Requirement
Reproduce every line of the listing exactly.

____

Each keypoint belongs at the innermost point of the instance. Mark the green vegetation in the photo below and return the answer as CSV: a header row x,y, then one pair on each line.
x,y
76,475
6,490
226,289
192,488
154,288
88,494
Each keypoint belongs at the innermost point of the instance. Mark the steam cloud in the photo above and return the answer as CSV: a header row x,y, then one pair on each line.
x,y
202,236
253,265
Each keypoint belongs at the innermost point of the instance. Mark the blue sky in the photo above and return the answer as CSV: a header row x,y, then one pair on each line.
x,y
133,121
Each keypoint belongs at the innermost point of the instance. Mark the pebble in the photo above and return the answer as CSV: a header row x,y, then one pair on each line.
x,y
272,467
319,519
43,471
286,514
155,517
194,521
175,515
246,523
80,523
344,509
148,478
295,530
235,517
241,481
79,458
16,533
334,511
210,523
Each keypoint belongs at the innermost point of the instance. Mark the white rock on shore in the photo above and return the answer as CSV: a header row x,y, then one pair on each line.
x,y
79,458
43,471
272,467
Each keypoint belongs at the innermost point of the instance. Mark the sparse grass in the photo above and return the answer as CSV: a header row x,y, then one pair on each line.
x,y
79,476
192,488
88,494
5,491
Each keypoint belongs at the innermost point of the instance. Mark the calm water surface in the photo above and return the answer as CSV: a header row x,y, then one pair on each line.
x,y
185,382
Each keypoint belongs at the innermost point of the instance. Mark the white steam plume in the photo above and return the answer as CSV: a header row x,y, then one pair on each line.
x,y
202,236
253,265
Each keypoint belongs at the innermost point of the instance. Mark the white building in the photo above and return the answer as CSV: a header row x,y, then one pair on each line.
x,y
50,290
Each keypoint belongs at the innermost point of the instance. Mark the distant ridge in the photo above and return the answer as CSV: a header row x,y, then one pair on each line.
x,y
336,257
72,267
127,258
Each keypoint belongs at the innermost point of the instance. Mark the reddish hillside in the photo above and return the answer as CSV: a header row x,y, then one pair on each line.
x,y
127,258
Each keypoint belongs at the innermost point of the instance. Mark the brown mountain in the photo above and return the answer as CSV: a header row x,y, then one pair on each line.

____

Solution for this exercise
Each keypoint belongs at the innermost point of the instance. Mark the green vegetation in the photo below and return the answer as CSV: a header row x,y, then one pair on each line.
x,y
76,475
6,490
226,289
192,488
154,288
88,494
Each keypoint belongs at the innermost point of the instance. Mark the steam cloud in the photo above and return the answer as CSV: a header row x,y, then one pair on each line.
x,y
202,236
253,265
Each keypoint belongs at the innermost point of the instance. Mark the blue sky in the photo above and return the answer as CSV: a header row x,y, then one pair on each line.
x,y
133,121
Each keypoint belongs at the innermost point of the instance. Mark the pebble in the photo above and return the answer as CSV: a header row x,y, then one pair on each line.
x,y
272,467
319,519
43,471
286,514
155,517
194,521
175,515
246,523
80,523
344,509
148,478
295,530
235,517
241,481
79,458
16,533
334,511
210,523
Each keypoint belongs at the innermost point of the instance. Mark the white rock on shore in the photo above and return the answer as CSV: a header row x,y, then one pair on each line.
x,y
79,458
43,471
272,467
Each keypoint belongs at the innermost point of the instance. Mark the sparse grass in the photo above and return the answer as CSV: a header row x,y, then one pair on each line.
x,y
79,476
192,488
88,494
5,491
Each keypoint belongs at the innermost point of the instance. Mark the calm water surface in the photo above and return the answer as CSV: a header row x,y, then one pair on each line.
x,y
185,382
Each keypoint belongs at the innermost point of the instance. Mark the white steam plume in the photo above and return the answer as CSV: a header row x,y, then one pair on each line.
x,y
202,236
253,265
Each keypoint belongs at the innermost point of the instance. Mark the white building in the photo above and return the answer as CSV: a header row x,y, then one pair on each line.
x,y
50,290
Each keypoint belongs at the innermost point of the instance. Mark the distant ridge in the photo above and return the answer as CSV: a header row x,y, then one pair on each line.
x,y
336,257
72,267
127,258
Each keypoint belongs at the innermost point of the instance. Mark the reddish hillside in the photo above and return the answer as CSV: a header row x,y, then one pair on each line.
x,y
127,258
Each keypoint belongs at the innermost point of the instance. Mark the brown mountain in the photo above and return the answer as CSV: a header row x,y, then one pair on each line.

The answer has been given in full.